▶ _PROVIDED PASSAGE_:
···

Music Background for the “Thirteen” – Renaissance music 2 – Josquin Desprez and the Motet

We are focusing on vocal music and in particular sacred vocal music

One word about those employed as Renaissance musicians and not covered last week. It was a good time to be in music because there were a variety of employers

As in the past, musicians worked in churches, courts, and towns. Church choirs grew in size. (The papal choir in Rome increased from ten singers in 1442 to twentyfour
 in 1483.) The church remained an important patron of music, but musical activity gradually shifted to the courts nation states became more powerful during the Renaissance.

Kings, princes, and dukes competed for the finest composers. A single court might have ten to sixty musicians, including singers as well as instrumentalists. Women functioned as virtuoso singers at several Italian courts during the late Renaissance. A court music director would compose secular pieces to entertain the nobility and sacred works for the court chapel. The nobility often brought their musicians  along when traveling from one castle to another.

The two main forms of sacred Renaissance music are the motet and the mass. They
are alike in style, but a mass is a longer composition. The Renaissance mass is a polyphonic choral composition made up of five sections: Kyrie, Gloria, Credo, Sanctus, and Agnus Dei.

···

▶ _EXTRACTED ENTRIES_:

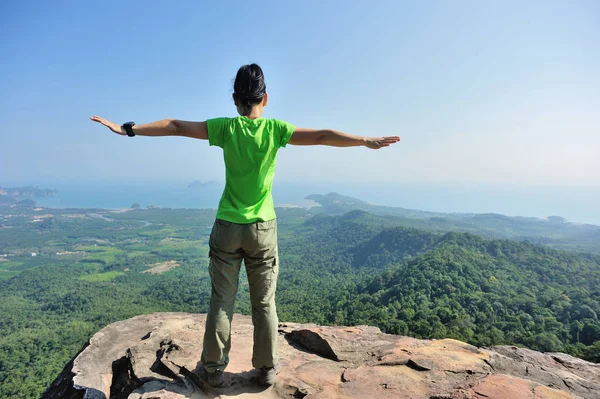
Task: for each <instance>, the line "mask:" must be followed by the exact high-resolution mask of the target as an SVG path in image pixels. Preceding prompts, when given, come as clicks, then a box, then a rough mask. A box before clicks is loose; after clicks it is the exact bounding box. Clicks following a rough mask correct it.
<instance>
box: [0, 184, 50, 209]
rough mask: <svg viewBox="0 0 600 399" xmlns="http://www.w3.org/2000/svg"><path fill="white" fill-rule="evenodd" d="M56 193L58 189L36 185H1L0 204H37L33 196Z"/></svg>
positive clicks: (0, 190)
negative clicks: (28, 185)
mask: <svg viewBox="0 0 600 399" xmlns="http://www.w3.org/2000/svg"><path fill="white" fill-rule="evenodd" d="M55 194H56V190H53V189H49V188H38V187H34V186H25V187H12V188H9V187H0V204H2V203H3V204H14V203H20V204H22V205H35V201H33V200H32V199H31V198H39V197H53V196H54V195H55Z"/></svg>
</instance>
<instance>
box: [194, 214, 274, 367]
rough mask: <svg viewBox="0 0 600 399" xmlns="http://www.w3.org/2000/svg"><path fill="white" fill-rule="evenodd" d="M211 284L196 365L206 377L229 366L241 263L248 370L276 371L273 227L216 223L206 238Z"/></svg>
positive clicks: (265, 225)
mask: <svg viewBox="0 0 600 399" xmlns="http://www.w3.org/2000/svg"><path fill="white" fill-rule="evenodd" d="M209 246H210V265H209V272H210V277H211V281H212V293H211V299H210V307H209V310H208V315H207V318H206V329H205V332H204V343H203V350H202V358H201V362H202V365H203V366H204V368H205V369H206V371H208V372H209V373H212V372H214V371H216V370H219V371H223V370H224V369H225V367H227V364H228V363H229V350H230V348H231V320H232V318H233V307H234V305H235V296H236V294H237V290H238V281H239V273H240V265H241V263H242V260H243V261H244V265H245V267H246V274H247V275H248V284H249V290H250V301H251V303H252V323H253V324H254V347H253V351H252V365H253V366H254V367H255V368H260V367H279V358H278V357H277V334H278V332H277V325H278V319H277V311H276V309H275V289H276V286H277V275H278V273H279V259H278V254H277V222H276V220H275V219H273V220H269V221H266V222H254V223H250V224H237V223H232V222H227V221H224V220H220V219H217V220H216V221H215V224H214V225H213V229H212V232H211V234H210V241H209Z"/></svg>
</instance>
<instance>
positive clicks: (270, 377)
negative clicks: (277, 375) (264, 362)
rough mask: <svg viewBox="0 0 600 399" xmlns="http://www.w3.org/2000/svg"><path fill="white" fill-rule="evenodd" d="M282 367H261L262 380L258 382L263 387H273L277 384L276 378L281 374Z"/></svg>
mask: <svg viewBox="0 0 600 399" xmlns="http://www.w3.org/2000/svg"><path fill="white" fill-rule="evenodd" d="M280 370H281V367H278V368H275V367H261V368H260V378H259V379H258V382H259V383H260V384H261V385H266V386H271V385H274V384H275V379H276V378H275V377H276V376H277V374H279V371H280Z"/></svg>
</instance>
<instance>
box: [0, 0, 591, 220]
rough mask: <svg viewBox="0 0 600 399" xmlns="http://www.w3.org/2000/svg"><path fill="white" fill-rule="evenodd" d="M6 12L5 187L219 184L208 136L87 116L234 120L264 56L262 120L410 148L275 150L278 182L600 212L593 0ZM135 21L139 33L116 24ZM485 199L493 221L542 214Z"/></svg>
mask: <svg viewBox="0 0 600 399" xmlns="http://www.w3.org/2000/svg"><path fill="white" fill-rule="evenodd" d="M0 9H1V10H2V13H3V15H5V24H3V26H2V27H0V32H1V34H2V37H3V38H4V39H5V40H2V41H0V50H1V51H2V53H3V54H4V57H3V63H2V64H0V90H1V91H2V93H3V95H2V96H1V97H0V105H1V106H0V120H2V122H3V129H2V130H0V146H1V148H2V156H0V182H8V181H27V180H29V181H47V180H52V179H54V180H57V179H58V180H65V181H92V182H97V181H109V180H119V179H129V180H131V181H173V179H176V180H177V181H184V180H187V181H190V182H191V181H193V180H204V181H206V180H219V181H221V180H222V179H223V176H224V167H223V161H222V154H221V150H220V149H219V148H215V147H209V146H208V143H207V142H204V141H200V140H191V139H186V138H179V137H168V138H148V137H135V138H128V137H121V136H117V135H115V134H113V133H111V132H109V131H108V130H107V129H105V128H103V127H102V126H100V125H98V124H95V123H93V122H91V121H90V120H89V116H91V115H93V114H97V115H100V116H103V117H106V118H108V119H111V120H114V121H117V122H125V121H129V120H134V121H136V122H137V123H144V122H150V121H154V120H157V119H162V118H167V117H173V118H180V119H191V120H205V119H207V118H212V117H218V116H235V108H234V107H233V105H232V101H231V92H232V79H233V78H234V76H235V73H236V71H237V68H238V67H239V66H240V65H242V64H246V63H250V62H257V63H258V64H260V65H261V66H262V67H263V69H264V71H265V76H266V83H267V91H268V93H269V104H268V106H267V107H266V108H265V114H264V116H266V117H270V118H273V117H274V118H279V119H284V120H287V121H289V122H291V123H293V124H296V125H299V126H303V127H317V128H333V129H339V130H342V131H347V132H350V133H355V134H360V135H371V136H379V135H392V134H393V135H399V136H401V138H402V141H401V142H400V143H398V144H396V145H394V146H392V147H390V148H384V149H381V150H379V151H371V150H367V149H364V148H353V149H337V148H327V147H311V148H306V147H294V146H288V147H287V148H284V149H282V150H281V151H280V152H279V156H278V161H277V162H278V164H277V172H276V174H277V179H278V181H308V182H310V181H314V182H315V184H317V185H327V184H330V183H329V182H330V181H333V182H338V181H354V182H371V181H377V182H387V183H386V184H388V185H398V186H404V185H420V184H424V185H429V186H435V187H446V188H447V189H446V191H452V190H455V191H456V190H458V191H461V190H462V191H463V192H465V190H466V191H467V192H468V190H469V187H473V186H474V187H481V186H485V187H488V188H487V190H489V191H490V192H498V195H501V194H502V192H503V188H505V187H517V188H520V189H519V190H517V191H523V190H524V191H527V190H528V189H527V187H530V186H531V187H534V188H536V187H546V188H548V187H551V189H548V190H549V191H548V190H546V189H544V190H541V191H540V192H544V193H546V194H545V195H541V194H540V196H539V197H536V196H535V195H533V194H532V195H529V194H527V195H525V194H523V195H524V196H525V197H526V198H524V199H521V200H520V201H522V202H524V203H528V204H531V203H534V202H535V201H538V202H539V204H538V205H539V207H541V208H542V209H547V210H553V209H555V208H556V209H559V210H560V209H563V208H565V209H568V208H574V209H575V210H576V212H574V215H575V216H576V218H577V219H578V220H583V219H587V218H589V219H590V220H592V219H593V220H598V219H600V217H598V216H595V215H594V213H596V214H597V213H598V212H599V211H598V207H594V206H593V205H591V204H593V203H594V202H596V203H600V201H599V200H598V196H597V195H595V194H594V192H596V190H598V189H600V112H598V110H599V109H600V41H599V40H597V38H599V37H600V25H599V24H598V23H597V21H598V18H599V17H600V3H598V2H594V1H578V2H570V3H568V4H567V3H560V2H546V1H531V2H527V3H522V2H517V1H507V2H496V3H489V2H485V3H475V2H458V3H442V2H439V3H435V4H433V5H431V4H420V3H416V4H415V3H408V2H395V1H381V2H366V1H358V2H354V3H352V6H351V7H350V6H348V4H347V3H345V2H341V1H332V2H326V3H322V2H310V1H309V2H303V3H301V4H300V3H298V4H295V3H294V4H292V3H285V4H279V3H277V4H272V3H271V4H262V3H260V4H259V3H256V4H252V9H250V8H249V5H248V4H247V3H245V2H229V3H227V4H221V3H211V4H201V3H197V2H180V3H177V4H174V5H172V6H169V8H165V6H164V4H163V3H160V2H153V1H150V2H144V3H143V7H139V6H138V5H136V4H134V3H122V2H116V1H108V2H103V3H102V4H93V5H92V4H87V3H81V2H71V3H68V4H67V3H61V4H51V3H40V4H38V5H37V6H36V7H29V6H28V5H27V4H21V3H18V2H9V3H4V4H2V6H0ZM167 10H168V12H167ZM165 13H166V14H165ZM127 15H134V16H135V24H128V23H118V22H117V21H122V20H123V19H122V18H123V17H122V16H127ZM165 15H168V17H167V18H165ZM225 16H226V18H225ZM250 16H251V17H250ZM115 18H116V19H115ZM111 21H114V23H115V24H118V29H114V27H113V25H111V23H112V22H111ZM157 27H160V28H157ZM307 27H311V28H310V29H307ZM248 32H257V33H256V35H257V36H256V39H255V40H253V41H249V42H248V44H246V43H245V42H244V41H240V38H244V40H246V38H247V37H248ZM76 54H83V55H77V56H76ZM361 184H363V183H361ZM462 187H467V188H466V189H465V188H462ZM453 188H454V189H453ZM545 190H546V191H545ZM538 191H539V190H538ZM563 191H564V192H563ZM548 192H555V194H553V195H554V196H559V197H561V198H562V197H569V196H570V197H569V198H567V199H561V200H560V201H558V202H561V203H568V204H569V205H568V206H566V205H553V201H555V200H554V199H553V198H552V196H549V195H548V194H547V193H548ZM569 192H573V193H578V194H577V195H579V196H581V198H575V197H574V195H571V194H569ZM440 193H442V194H443V191H441V192H440ZM367 194H369V193H368V192H367ZM413 194H414V195H416V196H417V197H416V198H412V199H411V198H404V197H402V198H401V197H397V198H396V197H392V198H390V199H389V200H390V201H397V200H398V198H401V199H402V202H405V203H407V204H410V205H408V206H405V205H402V206H405V207H415V205H414V204H419V203H421V204H425V206H426V207H429V208H432V207H444V208H448V209H463V208H465V207H469V206H471V207H472V206H473V204H469V201H467V203H465V204H464V205H461V204H459V203H457V201H458V198H460V195H458V194H455V195H454V194H453V195H452V196H451V197H452V198H450V199H449V203H448V204H446V205H444V204H443V203H442V201H441V200H436V201H432V200H431V199H428V198H427V196H426V195H421V197H419V194H418V192H416V191H414V192H413ZM442 194H438V195H442ZM389 195H392V194H389ZM519 195H521V194H519ZM523 195H521V196H523ZM571 197H572V198H571ZM394 198H396V199H394ZM490 198H491V200H490V201H492V203H491V204H490V205H489V208H492V209H499V211H498V213H502V211H501V210H502V209H507V210H509V211H514V212H512V213H515V212H520V211H519V209H523V210H529V209H530V208H529V207H523V208H520V207H519V206H516V205H515V206H512V205H511V206H503V205H502V203H501V201H494V200H493V196H491V195H490ZM376 199H379V198H376ZM380 200H381V201H383V202H385V201H388V199H385V198H380ZM578 201H579V202H578ZM371 202H372V201H371ZM546 202H548V203H547V204H546ZM555 202H556V201H555ZM475 205H476V204H475ZM479 208H481V209H484V208H485V206H480V207H479ZM534 208H535V207H534V206H533V205H531V209H534ZM486 209H487V208H486ZM583 211H585V212H587V213H588V215H580V212H583Z"/></svg>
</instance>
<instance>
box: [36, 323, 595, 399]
mask: <svg viewBox="0 0 600 399" xmlns="http://www.w3.org/2000/svg"><path fill="white" fill-rule="evenodd" d="M205 319H206V316H205V315H203V314H184V313H155V314H150V315H142V316H137V317H134V318H132V319H129V320H124V321H120V322H117V323H113V324H111V325H109V326H107V327H105V328H103V329H102V330H100V331H99V332H98V333H97V334H96V335H94V336H93V337H92V338H91V339H90V342H89V344H88V345H87V346H86V347H84V348H83V349H82V351H81V352H80V353H79V354H78V355H77V356H76V357H75V358H74V359H73V360H72V361H71V362H70V363H69V364H68V365H67V366H66V367H65V369H64V370H63V372H62V373H61V374H60V375H59V376H58V378H57V379H56V380H55V381H54V382H53V383H52V385H51V386H50V387H49V388H48V389H47V390H46V392H44V394H43V395H42V398H85V399H96V398H97V399H107V398H110V399H113V398H115V399H122V398H123V399H124V398H128V399H183V398H193V399H202V398H230V397H236V398H240V399H243V398H267V399H268V398H306V399H310V398H411V399H413V398H414V399H421V398H423V399H425V398H426V399H484V398H493V399H504V398H510V399H520V398H528V399H529V398H531V399H534V398H538V399H542V398H543V399H559V398H560V399H563V398H564V399H567V398H585V399H588V398H589V399H593V398H600V365H597V364H593V363H589V362H585V361H583V360H580V359H577V358H574V357H571V356H568V355H565V354H563V353H546V354H543V353H539V352H535V351H531V350H528V349H523V348H516V347H512V346H501V347H493V348H488V349H483V348H476V347H474V346H471V345H468V344H465V343H463V342H460V341H456V340H452V339H444V340H432V341H429V340H419V339H415V338H410V337H403V336H394V335H389V334H384V333H382V332H381V331H380V330H379V329H377V328H375V327H367V326H359V327H319V326H316V325H311V324H295V323H282V324H280V336H279V355H280V358H281V362H282V366H283V369H282V371H281V373H280V374H279V375H278V378H277V383H276V384H275V385H274V386H273V387H269V388H265V387H262V386H259V385H258V384H257V373H256V372H255V371H254V370H252V363H251V358H252V332H253V328H252V321H251V319H250V317H248V316H241V315H235V316H234V320H233V329H232V350H231V353H230V359H231V363H230V364H229V367H228V368H227V369H226V371H225V386H224V387H223V388H219V389H213V388H211V387H209V386H208V385H207V384H206V383H204V381H202V380H201V378H199V373H200V368H199V363H198V361H199V359H200V354H201V350H202V338H203V334H204V322H205Z"/></svg>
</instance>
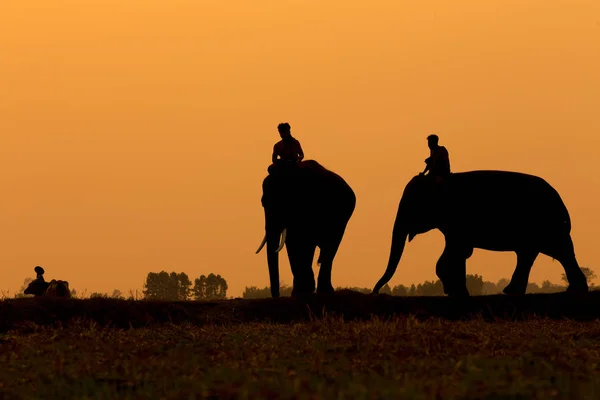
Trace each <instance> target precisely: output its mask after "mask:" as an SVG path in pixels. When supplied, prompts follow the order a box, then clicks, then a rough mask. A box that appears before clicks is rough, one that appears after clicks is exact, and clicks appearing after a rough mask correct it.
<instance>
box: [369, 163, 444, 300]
mask: <svg viewBox="0 0 600 400" xmlns="http://www.w3.org/2000/svg"><path fill="white" fill-rule="evenodd" d="M435 186H436V183H435V180H434V179H433V178H431V177H429V176H421V175H418V176H415V177H414V178H412V179H411V180H410V181H409V182H408V184H407V185H406V187H405V188H404V193H403V194H402V198H401V199H400V204H399V206H398V213H397V214H396V220H395V222H394V228H393V231H392V246H391V250H390V257H389V260H388V265H387V268H386V270H385V273H384V275H383V277H382V278H381V279H380V280H379V282H377V284H376V285H375V288H374V289H373V292H374V293H378V292H379V289H381V288H382V287H383V286H384V285H385V284H386V283H387V282H389V280H390V279H392V276H394V273H395V272H396V268H397V267H398V263H399V262H400V258H401V257H402V253H403V251H404V246H405V244H406V239H407V238H408V241H409V242H410V241H412V240H413V239H414V237H415V236H416V235H419V234H422V233H425V232H428V231H430V230H432V229H436V228H439V227H440V226H441V225H442V223H443V217H442V215H443V214H442V204H443V202H442V201H441V200H442V199H441V194H440V193H439V189H440V188H436V187H435Z"/></svg>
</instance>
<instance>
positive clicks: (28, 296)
mask: <svg viewBox="0 0 600 400" xmlns="http://www.w3.org/2000/svg"><path fill="white" fill-rule="evenodd" d="M31 281H33V278H25V279H24V280H23V285H21V287H20V288H19V291H18V292H17V293H15V298H17V299H20V298H22V297H33V295H27V294H25V293H23V292H24V291H25V289H27V286H29V284H30V283H31Z"/></svg>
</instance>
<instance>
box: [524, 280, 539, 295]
mask: <svg viewBox="0 0 600 400" xmlns="http://www.w3.org/2000/svg"><path fill="white" fill-rule="evenodd" d="M540 291H541V289H540V287H539V286H538V284H537V283H535V282H529V283H528V284H527V290H526V293H540Z"/></svg>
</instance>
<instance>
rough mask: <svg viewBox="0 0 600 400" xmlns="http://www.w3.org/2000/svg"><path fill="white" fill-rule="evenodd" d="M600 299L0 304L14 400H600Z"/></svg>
mask: <svg viewBox="0 0 600 400" xmlns="http://www.w3.org/2000/svg"><path fill="white" fill-rule="evenodd" d="M599 305H600V293H589V294H588V295H585V296H567V295H565V294H562V293H560V294H549V295H526V296H520V297H509V296H481V297H472V298H470V299H467V300H455V299H449V298H443V297H442V298H425V297H422V298H418V297H412V298H401V297H392V296H386V295H379V296H373V295H363V294H359V293H353V292H339V293H336V294H335V295H334V296H331V297H327V298H317V297H315V298H313V299H311V300H310V301H309V302H304V303H303V302H299V301H294V300H293V299H289V298H281V299H260V300H228V301H220V302H207V303H198V302H179V303H168V302H145V301H126V300H125V301H124V300H111V299H82V300H76V299H72V300H63V301H57V300H55V301H50V300H46V301H38V300H35V299H12V300H5V301H3V302H0V332H1V333H0V365H1V367H0V398H7V399H8V398H90V399H101V398H136V399H139V398H158V399H193V398H214V399H229V398H231V399H233V398H236V399H260V398H286V399H287V398H289V399H292V398H293V399H379V398H394V399H395V398H414V399H473V398H475V399H477V398H482V399H483V398H487V399H532V398H533V399H547V398H570V399H586V398H589V399H596V398H600V375H599V374H598V372H599V370H600V366H599V365H600V321H599V320H597V318H599V317H600V307H598V306H599Z"/></svg>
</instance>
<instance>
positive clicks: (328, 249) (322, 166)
mask: <svg viewBox="0 0 600 400" xmlns="http://www.w3.org/2000/svg"><path fill="white" fill-rule="evenodd" d="M268 171H269V175H268V176H267V177H266V178H265V179H264V180H263V183H262V191H263V194H262V198H261V203H262V206H263V208H264V213H265V236H264V239H263V241H262V243H261V244H260V246H259V248H258V250H257V251H256V254H258V253H259V252H260V251H261V249H262V248H263V247H264V245H265V243H266V245H267V264H268V267H269V275H270V285H271V296H272V297H279V251H280V250H281V249H282V248H283V246H284V244H285V246H286V249H287V253H288V258H289V262H290V267H291V269H292V274H293V276H294V279H293V288H292V296H294V297H298V296H303V295H310V294H312V293H314V291H315V278H314V273H313V270H312V262H313V259H314V253H315V250H316V247H319V250H320V251H319V258H318V261H317V264H318V265H319V266H320V269H319V276H318V285H317V293H331V292H333V291H334V289H333V286H332V284H331V270H332V266H333V260H334V258H335V255H336V253H337V251H338V248H339V246H340V243H341V241H342V238H343V236H344V233H345V231H346V226H347V224H348V221H349V220H350V217H351V216H352V214H353V212H354V208H355V206H356V195H355V194H354V191H353V190H352V188H351V187H350V185H348V183H346V181H345V180H344V179H343V178H342V177H341V176H339V175H338V174H336V173H334V172H332V171H330V170H328V169H326V168H325V167H323V166H322V165H321V164H319V163H318V162H317V161H315V160H303V161H301V162H298V163H297V164H296V165H294V166H277V165H275V164H272V165H271V166H270V167H269V168H268Z"/></svg>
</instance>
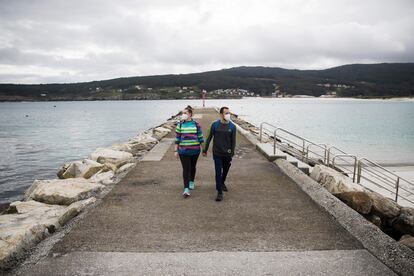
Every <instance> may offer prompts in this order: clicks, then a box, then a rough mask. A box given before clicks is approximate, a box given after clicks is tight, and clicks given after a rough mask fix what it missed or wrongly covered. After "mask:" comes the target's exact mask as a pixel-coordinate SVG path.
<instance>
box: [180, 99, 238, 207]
mask: <svg viewBox="0 0 414 276" xmlns="http://www.w3.org/2000/svg"><path fill="white" fill-rule="evenodd" d="M193 113H194V110H193V108H192V107H191V106H187V107H186V108H185V109H184V110H183V111H182V115H181V121H180V122H179V123H178V125H177V128H176V139H175V156H177V157H179V158H180V161H181V165H182V167H183V181H184V192H183V196H184V197H185V198H187V197H189V196H190V190H194V188H195V182H194V179H195V174H196V167H197V160H198V157H199V155H200V152H201V151H202V152H203V156H207V151H208V148H209V145H210V142H211V140H212V139H213V160H214V166H215V170H216V190H217V197H216V201H222V200H223V191H225V192H227V187H226V184H225V181H226V177H227V173H228V172H229V169H230V165H231V160H232V157H233V155H234V150H235V147H236V126H235V125H234V124H233V123H232V122H231V121H230V110H229V108H228V107H222V108H220V119H218V120H216V121H214V122H213V123H212V124H211V126H210V129H209V132H208V136H207V140H206V142H205V143H204V138H203V132H202V129H201V126H200V124H199V123H198V122H196V121H194V120H193ZM203 144H204V147H203Z"/></svg>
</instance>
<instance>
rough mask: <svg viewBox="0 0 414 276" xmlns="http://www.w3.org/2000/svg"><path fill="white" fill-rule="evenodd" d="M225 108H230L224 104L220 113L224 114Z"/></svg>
mask: <svg viewBox="0 0 414 276" xmlns="http://www.w3.org/2000/svg"><path fill="white" fill-rule="evenodd" d="M224 109H229V108H228V107H227V106H223V107H222V108H220V114H223V112H224Z"/></svg>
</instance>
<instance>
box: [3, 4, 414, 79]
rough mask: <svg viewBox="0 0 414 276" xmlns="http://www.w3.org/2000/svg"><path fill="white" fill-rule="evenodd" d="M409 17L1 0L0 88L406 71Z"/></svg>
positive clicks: (262, 8) (360, 4)
mask: <svg viewBox="0 0 414 276" xmlns="http://www.w3.org/2000/svg"><path fill="white" fill-rule="evenodd" d="M413 8H414V2H412V1H409V0H397V1H385V0H384V1H374V0H367V1H357V0H353V1H345V0H341V1H329V0H320V1H305V0H282V1H271V0H263V1H260V2H258V1H252V0H238V1H236V0H234V1H220V0H204V1H201V0H199V1H197V0H184V1H167V0H165V1H163V0H155V1H154V0H152V1H150V0H141V1H132V0H130V1H109V0H107V1H98V0H94V1H61V0H57V1H56V0H40V1H28V0H25V1H24V0H21V1H1V0H0V82H6V81H7V82H10V81H12V82H48V81H54V82H68V81H87V80H95V79H105V78H114V77H120V76H134V75H146V74H164V73H187V72H193V71H203V70H213V69H220V68H223V67H229V66H239V65H265V66H281V67H287V68H301V69H308V68H325V67H330V66H336V65H340V64H344V63H356V62H413V61H414V37H413V34H414V19H413V17H412V14H411V11H412V10H414V9H413Z"/></svg>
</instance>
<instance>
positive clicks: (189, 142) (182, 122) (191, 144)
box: [175, 120, 204, 155]
mask: <svg viewBox="0 0 414 276" xmlns="http://www.w3.org/2000/svg"><path fill="white" fill-rule="evenodd" d="M175 133H176V138H175V143H176V144H178V153H179V154H181V155H196V154H200V144H201V143H203V142H204V138H203V132H202V131H201V126H200V124H199V123H198V122H196V121H193V120H192V121H183V122H180V123H178V125H177V128H176V129H175Z"/></svg>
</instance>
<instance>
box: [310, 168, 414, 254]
mask: <svg viewBox="0 0 414 276" xmlns="http://www.w3.org/2000/svg"><path fill="white" fill-rule="evenodd" d="M310 176H311V177H312V178H313V179H314V180H316V181H317V182H319V183H320V184H321V185H322V186H323V187H325V188H326V189H327V190H328V191H329V192H331V193H332V194H333V195H335V196H336V197H337V198H339V199H340V200H341V201H343V202H344V203H345V204H347V205H348V206H349V207H351V208H352V209H354V210H355V211H357V212H358V213H360V214H361V215H363V216H364V217H365V218H366V219H367V220H369V221H370V222H372V223H373V224H375V225H376V226H378V227H379V228H381V230H382V231H383V232H385V233H387V234H388V235H390V236H391V237H393V238H394V239H396V240H398V241H399V242H400V243H401V244H404V245H406V246H408V247H410V248H411V249H414V208H409V207H402V206H400V205H399V204H397V203H396V202H395V201H394V200H392V199H390V198H387V197H384V196H382V195H380V194H378V193H375V192H372V191H369V190H367V189H365V188H364V187H362V186H361V185H359V184H356V183H353V182H352V180H351V179H350V178H348V177H346V176H344V175H343V174H341V173H340V172H338V171H336V170H334V169H332V168H329V167H326V166H323V165H315V167H314V169H313V170H312V173H311V175H310Z"/></svg>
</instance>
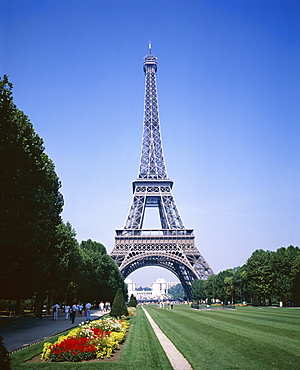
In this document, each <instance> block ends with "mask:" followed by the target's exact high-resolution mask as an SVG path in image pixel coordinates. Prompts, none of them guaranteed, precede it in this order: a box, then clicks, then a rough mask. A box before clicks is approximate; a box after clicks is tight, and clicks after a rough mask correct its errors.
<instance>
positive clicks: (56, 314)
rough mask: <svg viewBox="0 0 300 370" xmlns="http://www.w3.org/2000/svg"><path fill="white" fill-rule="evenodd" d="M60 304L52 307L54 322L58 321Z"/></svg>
mask: <svg viewBox="0 0 300 370" xmlns="http://www.w3.org/2000/svg"><path fill="white" fill-rule="evenodd" d="M59 307H60V306H59V304H57V303H55V304H54V305H53V307H52V310H53V320H57V318H58V310H59Z"/></svg>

···

▶ _CHECK YOUR UNDERSTANDING_:
**1.** List the sections that make up a Renaissance mass, according to the Renaissance music notes.
**2.** According to the Renaissance music notes, how many musicians might a single court have?
**3.** Print the part of the Renaissance music notes that begins at the words "One word about" and stops after the words "during the Renaissance.".

▶ _RESULTS BY TASK_:
**1.** Kyrie, Gloria, Credo, Sanctus, Agnus Dei

**2.** Ten to sixty musicians, including singers as well as instrumentalists.

**3.**
One word about those employed as Renaissance musicians and not covered last week. It was a good time to be in music because there were a variety of employers

As in the past, musicians worked in churches, courts, and towns. Church choirs grew in size. (The papal choir in Rome increased from ten singers in 1442 to twentyfour
 in 1483.) The church remained an important patron of music, but musical activity gradually shifted to the courts nation states became more powerful during the Renaissance.